EXERCISE REQUIREMENTS —
In the listing below, copy the stretch from the line containing "grass and report bounding boxes around every occurrence." through the line containing "[0,188,480,360]", swapping "green grass" for "short grass" and changing nothing else.

MATERIALS PROVIDED —
━━━━━━━━━━
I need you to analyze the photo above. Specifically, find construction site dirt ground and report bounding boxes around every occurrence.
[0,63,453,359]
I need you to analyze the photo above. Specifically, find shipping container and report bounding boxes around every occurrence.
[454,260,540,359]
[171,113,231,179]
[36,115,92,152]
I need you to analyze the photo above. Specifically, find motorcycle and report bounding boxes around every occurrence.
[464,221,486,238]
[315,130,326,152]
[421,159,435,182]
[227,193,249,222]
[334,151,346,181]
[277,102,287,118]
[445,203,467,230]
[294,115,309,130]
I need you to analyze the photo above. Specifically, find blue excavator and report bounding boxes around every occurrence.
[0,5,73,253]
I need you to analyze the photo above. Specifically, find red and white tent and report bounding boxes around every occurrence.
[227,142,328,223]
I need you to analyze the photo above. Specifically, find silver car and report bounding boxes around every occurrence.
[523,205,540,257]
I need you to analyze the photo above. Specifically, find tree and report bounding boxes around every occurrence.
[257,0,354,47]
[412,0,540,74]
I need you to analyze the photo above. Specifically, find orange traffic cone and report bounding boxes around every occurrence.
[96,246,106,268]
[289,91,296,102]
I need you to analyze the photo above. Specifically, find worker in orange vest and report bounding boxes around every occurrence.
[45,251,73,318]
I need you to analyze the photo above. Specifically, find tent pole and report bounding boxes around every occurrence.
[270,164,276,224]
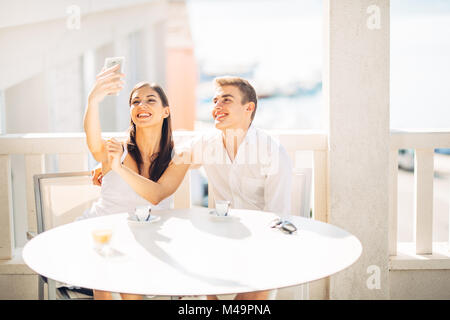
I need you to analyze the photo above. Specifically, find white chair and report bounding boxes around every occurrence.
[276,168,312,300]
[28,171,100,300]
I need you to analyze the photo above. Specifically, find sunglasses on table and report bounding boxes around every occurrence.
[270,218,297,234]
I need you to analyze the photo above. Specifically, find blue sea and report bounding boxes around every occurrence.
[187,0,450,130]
━━━━━━━━━━
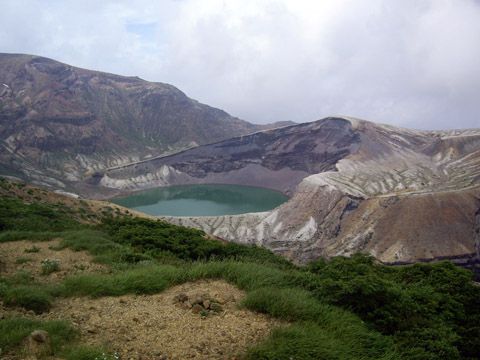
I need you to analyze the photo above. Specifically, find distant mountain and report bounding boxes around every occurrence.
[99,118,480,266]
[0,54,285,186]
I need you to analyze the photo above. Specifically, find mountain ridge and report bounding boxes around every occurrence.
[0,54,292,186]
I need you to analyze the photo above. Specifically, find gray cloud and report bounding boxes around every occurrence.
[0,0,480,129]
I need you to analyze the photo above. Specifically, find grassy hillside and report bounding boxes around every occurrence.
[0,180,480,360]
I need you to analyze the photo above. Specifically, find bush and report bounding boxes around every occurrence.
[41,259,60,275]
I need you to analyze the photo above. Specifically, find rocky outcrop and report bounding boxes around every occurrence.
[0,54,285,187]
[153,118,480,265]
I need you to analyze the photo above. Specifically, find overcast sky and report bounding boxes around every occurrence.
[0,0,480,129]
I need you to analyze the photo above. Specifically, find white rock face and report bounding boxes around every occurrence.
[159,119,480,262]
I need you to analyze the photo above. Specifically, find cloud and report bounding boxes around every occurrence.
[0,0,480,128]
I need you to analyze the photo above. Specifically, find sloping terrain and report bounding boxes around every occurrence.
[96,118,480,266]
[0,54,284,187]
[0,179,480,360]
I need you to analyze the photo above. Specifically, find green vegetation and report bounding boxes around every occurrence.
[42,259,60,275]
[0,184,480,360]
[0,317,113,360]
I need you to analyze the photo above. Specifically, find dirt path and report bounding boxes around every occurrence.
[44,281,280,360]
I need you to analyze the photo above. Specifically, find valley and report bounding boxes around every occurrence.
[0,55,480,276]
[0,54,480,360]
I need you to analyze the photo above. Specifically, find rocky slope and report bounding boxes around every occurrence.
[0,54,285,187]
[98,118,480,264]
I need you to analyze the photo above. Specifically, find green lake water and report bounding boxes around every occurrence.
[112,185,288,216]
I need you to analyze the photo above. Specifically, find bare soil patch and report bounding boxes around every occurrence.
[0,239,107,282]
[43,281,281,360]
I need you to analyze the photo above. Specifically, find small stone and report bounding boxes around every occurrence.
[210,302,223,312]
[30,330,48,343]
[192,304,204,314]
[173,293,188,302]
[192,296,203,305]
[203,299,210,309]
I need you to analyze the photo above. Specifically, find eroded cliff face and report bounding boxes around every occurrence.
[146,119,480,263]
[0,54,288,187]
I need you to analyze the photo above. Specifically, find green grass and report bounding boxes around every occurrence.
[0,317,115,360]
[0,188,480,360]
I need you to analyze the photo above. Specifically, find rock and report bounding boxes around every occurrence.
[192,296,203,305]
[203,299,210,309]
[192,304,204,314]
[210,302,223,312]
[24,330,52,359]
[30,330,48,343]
━━━━━━━━━━
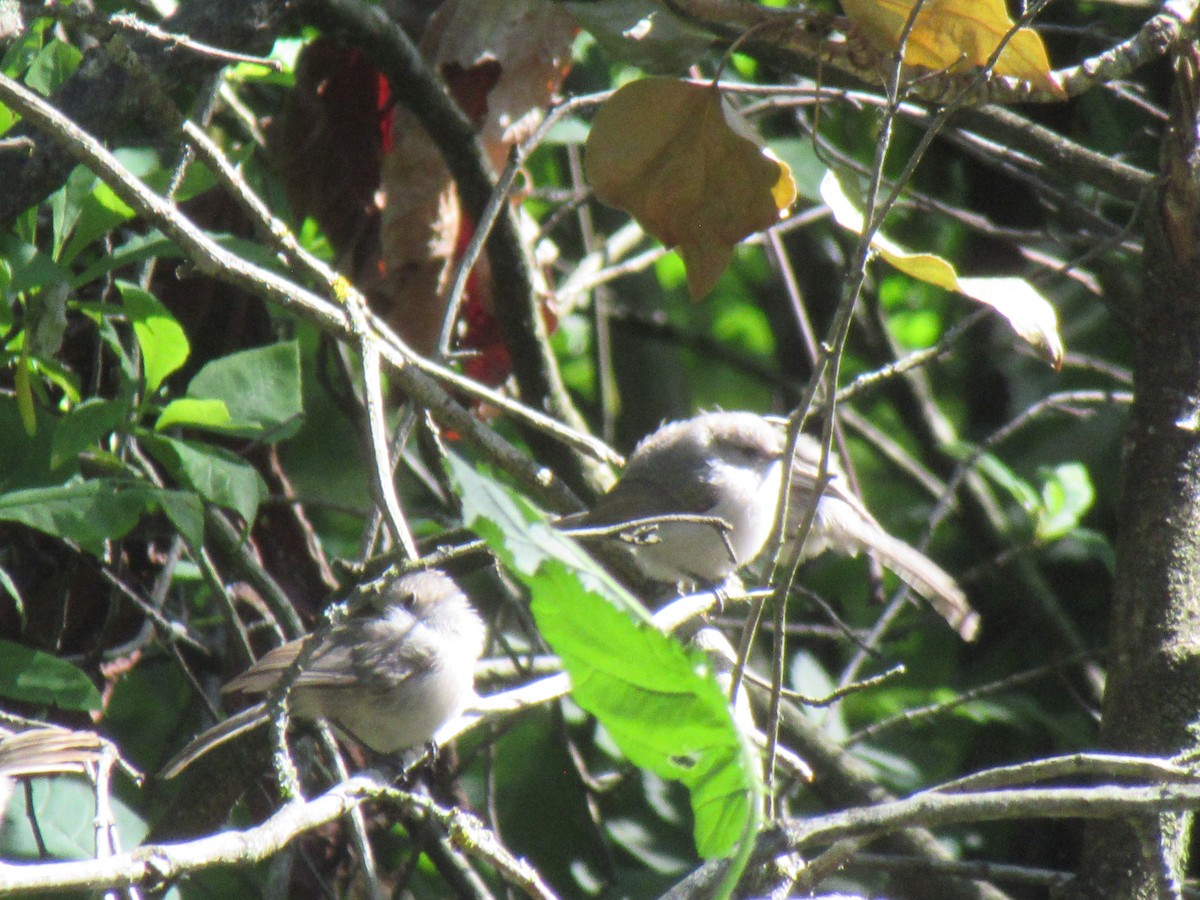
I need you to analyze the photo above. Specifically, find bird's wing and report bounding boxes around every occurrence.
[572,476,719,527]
━━━━━━━━━━
WORKED ANSWER —
I need you to analyze the photo above. Specifically, find short grass and report bounding boxes around every occurrence.
[0,317,115,360]
[0,188,480,360]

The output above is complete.